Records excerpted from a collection

● ● ●

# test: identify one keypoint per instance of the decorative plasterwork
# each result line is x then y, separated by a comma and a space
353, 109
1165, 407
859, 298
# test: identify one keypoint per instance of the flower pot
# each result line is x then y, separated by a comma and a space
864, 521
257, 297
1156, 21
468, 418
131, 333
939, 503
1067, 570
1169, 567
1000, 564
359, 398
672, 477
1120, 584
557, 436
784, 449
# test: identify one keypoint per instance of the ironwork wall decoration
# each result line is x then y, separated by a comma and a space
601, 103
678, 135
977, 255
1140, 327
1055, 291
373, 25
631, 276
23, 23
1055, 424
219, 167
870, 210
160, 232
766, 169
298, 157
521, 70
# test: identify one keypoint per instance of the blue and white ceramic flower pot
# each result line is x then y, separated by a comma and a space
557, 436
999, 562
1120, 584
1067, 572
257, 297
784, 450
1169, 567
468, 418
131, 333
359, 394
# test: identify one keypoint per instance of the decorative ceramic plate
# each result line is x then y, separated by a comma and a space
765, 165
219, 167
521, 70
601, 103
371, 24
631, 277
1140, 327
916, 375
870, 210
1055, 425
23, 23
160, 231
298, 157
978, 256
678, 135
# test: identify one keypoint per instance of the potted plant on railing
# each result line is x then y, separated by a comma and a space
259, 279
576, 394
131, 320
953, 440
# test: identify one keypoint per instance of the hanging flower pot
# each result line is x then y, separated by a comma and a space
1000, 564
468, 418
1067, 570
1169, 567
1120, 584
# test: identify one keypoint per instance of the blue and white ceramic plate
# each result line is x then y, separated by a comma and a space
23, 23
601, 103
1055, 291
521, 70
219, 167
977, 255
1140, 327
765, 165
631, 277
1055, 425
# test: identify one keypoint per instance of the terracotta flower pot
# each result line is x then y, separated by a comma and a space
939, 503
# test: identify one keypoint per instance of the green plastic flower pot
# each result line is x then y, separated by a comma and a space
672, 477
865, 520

● ● ●

■ THE PROBLEM
Go through the records above and copy every line with the word "white".

■ EXERCISE RESULT
# test: identify one keypoint per instance of the blue and white ceramic flower pot
# test: identify one keypoint per instance of the blue and white ceramic plate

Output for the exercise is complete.